_TASKS TO CARRY OUT_
(1) In the commentary on 2 Timothy 3, who withstood Moses?
(2) Carry on the notes on 2 Timothy 3 past their final sentence.

2 Timothy 3

CHAPTER III.

Dangerous times in the latter days, from the apostasy and

wickedness of men, of whom an affecting description is given,

1-7.

It shall happen to them as to Jannes and Jambres, who withstood

Moses, 8, 9.

The apostle speaks of his persecutions and sufferings, and shows

that all those who will live a godly life must suffer

persecution, 10-12,

because evil men and seducers will wax worse and worse, 13.

Timothy is exhorted to continue in the truths he had received,

having known the Scriptures from a child, 14, 15.

All Scripture is given by Divine inspiration, 16, 17.

NOTES ON CHAP. III.

Verse 1. In the last days] This often means the days of the

Messiah, and is sometimes extended in its signification to the

destruction of Jerusalem, as this was properly the last days of

the Jewish state. But the phrase may mean any future time,

whether near or distant.

Verse 2. For men shall be] The description in this and the

following verses the Papists apply to the Protestants; the

Protestants in their turn apply it to the Papists; Schoettgen to

the Jews; and others to heretics in general. There have been both

teachers and people in every age of the Church, and in every age

of the world, to whom these words may be most legitimately

applied. Both Catholics and Protestants have been lovers of their

own selves, &c.; but it is probable that the apostle had some

particular age in view, in which there should appear some very

essential corruption of Christianity.

Lovers of their own selves] φιλαυτοι. Selfish, studious of

their own interest, and regardless of the welfare of all mankind.

Covetous] φιλαργυροι. Lovers of money, because of the

influence which riches can procure.

Boasters] αλαζονες. Vain glorious: self-assuming; valuing

themselves beyond all others.

Proud] υπερηφανοι. Airy, light, trifling persons; those who

love to make a show-who are all outside; from υπερ, above, and

φαινω, to show.

Blasphemers] βλασφημοι. Those who speak impiously of God and

sacred things, and injuriously of men.

Disobedient to parents] γονευσιναπειθεις. Headstrong

children, whom their parents cannot persuade.

Unthankful] αχαριστοι. Persons without grace, or

gracefulness; who think they have a right to the services of all

men, yet feel no obligation, and consequently no gratitude.

Unholy] ανοσιοι. Without piety; having no heart reverence for

God.

Verse 3. Without natural affection] αστοργοι. Without that

affection which parents bear to their young, and which the young

bear to their parents. An affection which is common to every

class of animals; consequently, men without it are worse than

brutes.

_DATA SHOWN_
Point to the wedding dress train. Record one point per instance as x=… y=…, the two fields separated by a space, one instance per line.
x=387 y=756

==

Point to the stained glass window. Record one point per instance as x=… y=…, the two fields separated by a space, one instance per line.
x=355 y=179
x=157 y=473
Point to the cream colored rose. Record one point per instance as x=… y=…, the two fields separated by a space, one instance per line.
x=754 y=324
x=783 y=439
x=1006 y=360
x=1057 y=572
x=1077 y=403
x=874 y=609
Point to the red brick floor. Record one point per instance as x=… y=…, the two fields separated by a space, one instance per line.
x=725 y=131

_ANSWERS TO EACH TASK_
(1) Jannes and Jambres.

(2)
Truce-breakers] ασπονδοι. From α, negative, and

σπονδη, a libation, because in making treaties libations both of

blood and wine were poured out. The word means those who are

bound by no promise, held by no engagement, obliged by no oath;

persons who readily promise any thing, because they never intend

to perform.

False accusers] διαβολοι. Devils; but properly enough

rendered false accusers, for this is a principal work of the

devil. Slanderers; striving ever to ruin the characters of

others.

Incontinent] ακρατεις. From α, negative, and κρατος,

power. Those who, having sinned away their power of

self-government, want strength to govern their appetites;

especially those who are slaves to uncleanness.

Fierce] ανημεροι. From α, negative, and ημερος,

mild or gentle. Wild, impetuous, whatever is contrary to

pliability and gentleness.

Despisers of those that are good] αφιλαγαθοι. Not lovers of

good men. Here is a remarkable advantage of the Greek over the

English tongue, one word of the former expressing five or six of

the latter. Those who do not love the good must be radically bad

themselves.

Verse 4. Traitors] προδοται. From προ, before, and

διδωμι, to deliver up. Those who deliver up to an enemy the

person who has put his life in their hands; such as the Scots of

1648, who delivered up into the hands of his enemies their

unfortunate countryman and king, Charles the First; a stain which

no lapse of ages can wipe out.

Heady] προπετεις. From προ, forwards, and πιπτω, to

fall; headstrong, precipitate, rash, inconsiderate.

High-minded] τετυφωμενοι. From τοφος, smoke; the

frivolously aspiring; those who are full of themselves, and empty

of all good.

Lovers of pleasures more than lovers of God] This is nervously

and beautifully expressed in the Greek, φιληδονοιμαλλονη

φιλοθεοι lovers of pleasure rather than lovers of God; i.e.

pleasure, sensual gratification, is their god; and this they love

and serve; God they do not.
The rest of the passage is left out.